### Problem to solve
Reproduce each line exactly, including spacing and punctuation.

### Source material

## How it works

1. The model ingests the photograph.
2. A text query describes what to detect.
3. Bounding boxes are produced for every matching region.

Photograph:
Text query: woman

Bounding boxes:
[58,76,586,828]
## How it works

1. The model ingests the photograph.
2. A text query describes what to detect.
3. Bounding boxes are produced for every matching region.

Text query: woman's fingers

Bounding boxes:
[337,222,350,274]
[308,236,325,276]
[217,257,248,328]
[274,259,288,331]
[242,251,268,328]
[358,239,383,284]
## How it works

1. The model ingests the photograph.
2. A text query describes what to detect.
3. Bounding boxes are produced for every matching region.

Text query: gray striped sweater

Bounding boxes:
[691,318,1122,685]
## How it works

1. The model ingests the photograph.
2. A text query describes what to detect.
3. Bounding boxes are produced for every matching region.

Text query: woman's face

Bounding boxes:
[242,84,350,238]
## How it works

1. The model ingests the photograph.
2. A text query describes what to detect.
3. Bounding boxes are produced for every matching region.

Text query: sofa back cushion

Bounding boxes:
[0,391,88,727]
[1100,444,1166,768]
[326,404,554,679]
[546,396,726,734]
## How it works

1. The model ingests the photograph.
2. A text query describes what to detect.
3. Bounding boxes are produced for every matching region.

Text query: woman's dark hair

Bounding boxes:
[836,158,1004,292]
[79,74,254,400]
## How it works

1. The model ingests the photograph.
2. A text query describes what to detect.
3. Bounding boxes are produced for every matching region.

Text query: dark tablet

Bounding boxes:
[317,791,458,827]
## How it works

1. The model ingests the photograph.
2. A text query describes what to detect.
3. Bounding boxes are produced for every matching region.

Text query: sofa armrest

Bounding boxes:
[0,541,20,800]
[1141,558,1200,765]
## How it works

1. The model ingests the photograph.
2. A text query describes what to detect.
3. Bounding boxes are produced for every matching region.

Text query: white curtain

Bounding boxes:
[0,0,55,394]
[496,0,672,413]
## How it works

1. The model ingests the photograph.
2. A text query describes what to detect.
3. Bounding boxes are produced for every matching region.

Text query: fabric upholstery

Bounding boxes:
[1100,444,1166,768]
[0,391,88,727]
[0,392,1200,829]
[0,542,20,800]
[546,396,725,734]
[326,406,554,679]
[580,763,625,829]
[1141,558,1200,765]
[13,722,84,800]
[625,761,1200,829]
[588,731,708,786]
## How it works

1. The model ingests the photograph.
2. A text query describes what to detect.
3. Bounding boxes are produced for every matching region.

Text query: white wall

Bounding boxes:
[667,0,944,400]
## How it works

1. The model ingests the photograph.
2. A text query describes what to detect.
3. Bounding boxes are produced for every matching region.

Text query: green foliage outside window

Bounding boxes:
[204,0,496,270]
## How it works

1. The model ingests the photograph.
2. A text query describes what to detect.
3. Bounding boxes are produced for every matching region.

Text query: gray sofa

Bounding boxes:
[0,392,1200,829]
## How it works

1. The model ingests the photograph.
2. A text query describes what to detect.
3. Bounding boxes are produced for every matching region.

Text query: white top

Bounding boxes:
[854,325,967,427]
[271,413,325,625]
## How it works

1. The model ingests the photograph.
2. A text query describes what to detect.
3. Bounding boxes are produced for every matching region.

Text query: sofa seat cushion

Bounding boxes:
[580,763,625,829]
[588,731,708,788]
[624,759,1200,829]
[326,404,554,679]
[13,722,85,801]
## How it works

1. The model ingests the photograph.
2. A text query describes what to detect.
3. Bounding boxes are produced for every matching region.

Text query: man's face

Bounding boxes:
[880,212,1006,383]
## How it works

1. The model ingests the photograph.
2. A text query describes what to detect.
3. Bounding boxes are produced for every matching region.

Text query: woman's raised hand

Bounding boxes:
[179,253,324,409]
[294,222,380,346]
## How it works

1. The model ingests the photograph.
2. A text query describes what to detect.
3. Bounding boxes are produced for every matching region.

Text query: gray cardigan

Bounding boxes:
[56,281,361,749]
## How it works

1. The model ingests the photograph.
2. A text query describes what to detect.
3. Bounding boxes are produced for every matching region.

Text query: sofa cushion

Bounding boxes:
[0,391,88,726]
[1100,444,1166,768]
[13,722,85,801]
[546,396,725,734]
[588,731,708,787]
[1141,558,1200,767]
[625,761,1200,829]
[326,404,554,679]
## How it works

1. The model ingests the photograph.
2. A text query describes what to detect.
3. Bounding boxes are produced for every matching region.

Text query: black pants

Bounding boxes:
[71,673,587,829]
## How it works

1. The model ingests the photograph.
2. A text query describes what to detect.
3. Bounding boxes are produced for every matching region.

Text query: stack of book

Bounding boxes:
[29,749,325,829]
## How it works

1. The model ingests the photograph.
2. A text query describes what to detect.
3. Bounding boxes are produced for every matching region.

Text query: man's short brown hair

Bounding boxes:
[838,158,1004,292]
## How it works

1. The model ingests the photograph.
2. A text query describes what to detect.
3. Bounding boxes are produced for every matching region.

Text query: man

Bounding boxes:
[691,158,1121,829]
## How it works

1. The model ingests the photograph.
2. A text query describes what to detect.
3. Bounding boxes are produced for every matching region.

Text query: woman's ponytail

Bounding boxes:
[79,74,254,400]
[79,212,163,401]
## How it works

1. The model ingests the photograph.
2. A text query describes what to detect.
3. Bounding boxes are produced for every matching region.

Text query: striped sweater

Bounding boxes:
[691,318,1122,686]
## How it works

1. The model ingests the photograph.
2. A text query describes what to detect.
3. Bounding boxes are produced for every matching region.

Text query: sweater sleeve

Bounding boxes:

### Solution to this task
## How it works

1. The model ingests the photograph.
2. A text query describes what to detect.
3. Bounding boxes are produced for every matching region.

Photograph:
Text query: woman

Bounding boxes:
[58,76,586,828]
## How it works

1. The model ingests the photograph.
2. A text query describes what to detect.
3. Bounding boxes are produced for every matching region.

Text query: woman's fingers

Bounding boxes:
[337,222,350,274]
[308,236,325,276]
[217,257,248,328]
[274,259,288,331]
[242,251,268,328]
[358,239,383,284]
## How it works

1. The model ingests the photograph.
2. A text query describes what to detect.
3. Bounding boxes are produced for every matching region.

Text query: gray striped sweater

Bounding boxes:
[691,318,1122,685]
## How it works

1. The model ingests the photograph.
2. A text query describes what to detect.
3. Bounding boxes are produced for every matching region.

Text query: woman's face

Bounding boxes:
[242,84,350,238]
## How it works

1. The model ingests the photograph.
2. A text query describes what to detect.
3. Bounding boxes are produced for every matching region.

Text query: sofa back cushion

Bounding boxes:
[0,391,88,727]
[1100,444,1166,768]
[326,404,554,679]
[546,396,726,734]
## How it works

1. The model ingests the photograph.
2. A text query describes what to detect.
3. Bounding boxes are produced for every matching region.

Text query: woman's dark hair

Bounding boxes:
[836,158,1004,292]
[79,74,254,400]
## How it works

1. The model ingests the photograph.
2. A text query describes what to detect.
3. Bounding boxes are produced for every matching region.

Text query: dark tablet

Bounding boxes:
[317,791,458,827]
## How it works

1. The model ingests the photograph.
2. A text query describes what to detect.
3. Bounding boxes are produced for every matching region.

Text query: sofa armrest

Bounding boxes:
[0,541,20,800]
[1141,558,1200,765]
## How it works

1. The model ingests the photograph.
2. A text query describes what to detect.
3. Bounding boxes are produced for every matching region.

Text query: white curtain

Bounding boxes:
[0,0,55,394]
[496,0,672,413]
## How it works

1. The model ingests the photograph.
2. A text query describes what to detect.
3. Bounding boxes are produced for every matching region.

Text query: fabric upholstery

Bounding boxes:
[1100,444,1166,768]
[0,391,88,727]
[0,392,1200,829]
[0,542,20,800]
[546,396,725,734]
[326,406,554,679]
[580,763,625,829]
[1141,558,1200,765]
[13,722,84,800]
[625,761,1200,829]
[588,731,708,786]
## How it works

1. The model ingests the photograph.
2. A text query describes what to detect.
3. Bounding boxes are produced for every matching region.

Text query: white wall

Bounding boxes:
[667,0,944,400]
## How it works

1. The model ingests the photograph.
2. A text query describes what to detect.
3. Bounding boxes are produced for every matching region.

Text query: green foliage outside window

Bounding boxes:
[204,0,496,270]
## How it works

1. The model ingests the photograph.
2. A text query describes what to detect.
3. Bounding boxes are produced for every matching region.

Text query: gray sofa

Bounding boxes:
[0,392,1200,829]
## How it works

1. The model ingests the photograph.
2. A text query describes what to detect.
3. Bounding boxes are produced for every matching region.

Text query: white top

Bounding boxes:
[854,325,967,427]
[271,413,325,625]
## How it works

1. The model ingests the photograph.
2. A text query describes what to detect.
3. Bounding boxes are produced for every matching region.

Text query: sofa seat cushion

Bounding boxes:
[580,763,625,829]
[588,731,708,788]
[624,759,1200,829]
[326,404,554,679]
[13,722,85,801]
## How it works

1. The model ingests the photograph.
2. A text query describes what to detect.
3. Bounding boxes are produced for every matching region.

Text query: man's face

Bounding boxes:
[880,212,1006,383]
## How it works

1. The model ingests the photograph.
2. A text query describes what to detect.
3. Bounding boxes are produced for every matching region.

Text query: woman's raised hand

Bounding boxes:
[179,253,324,409]
[294,222,380,346]
## How it works

1. The model ingests the photograph.
2. A text query describes what to detect.
3. Bounding boxes are produced for every matching region.

Text query: gray cardigan

Bounding boxes:
[56,281,361,749]
## How it works

1. The model ingests the photograph.
2. A text query describes what to detect.
3. Bounding boxes are produced for every matching region.

Text query: sofa cushion

Bounding boxes:
[0,391,88,726]
[1100,444,1166,768]
[13,722,85,801]
[546,396,725,734]
[588,731,708,787]
[1141,558,1200,767]
[625,761,1200,829]
[326,404,554,679]
## How it works

1. The model ingests the photograph.
2. A text query describes what to detect.
3. Bounding boxes are produced for every matching region.

Text query: black pants

Bounding boxes:
[71,673,587,829]
## How it works

1. The model ingests the photograph.
2. A text query describes what to detect.
3. Bounding boxes are produced for every matching region.

Text query: stack of book

Bounding boxes:
[29,749,325,829]
## How it works

1. The model ingests the photograph.
2. A text query describes what to detect.
3. Bounding boxes are produced for every matching region.

Text query: man's short brown hair

Bounding boxes:
[838,158,1004,292]
## How it works

1. The model ingests the photograph.
2. A text query describes what to detect.
3. Bounding boxes are produced for every matching region.

Text query: man

Bounding boxes:
[691,158,1121,829]
## How it works

1. The model ingests the photograph.
2. A text query describes what to detect.
3. Bounding boxes are produced for every matching region.

Text query: woman's ponytail

Bounding boxes:
[79,74,254,400]
[79,212,163,401]
## How it works

1. The model ingests the photograph.
2. A text query describes what to detect.
3. Bounding boxes are produced for every matching region.

Text query: striped sweater

Bounding boxes:
[691,318,1122,686]
## How it works

1. The model ingests the photograph.
2. A text query describes what to detect.
3. Bounding boxes are produced for every matching region.

Text query: sweater sleeve

Bounding boxes:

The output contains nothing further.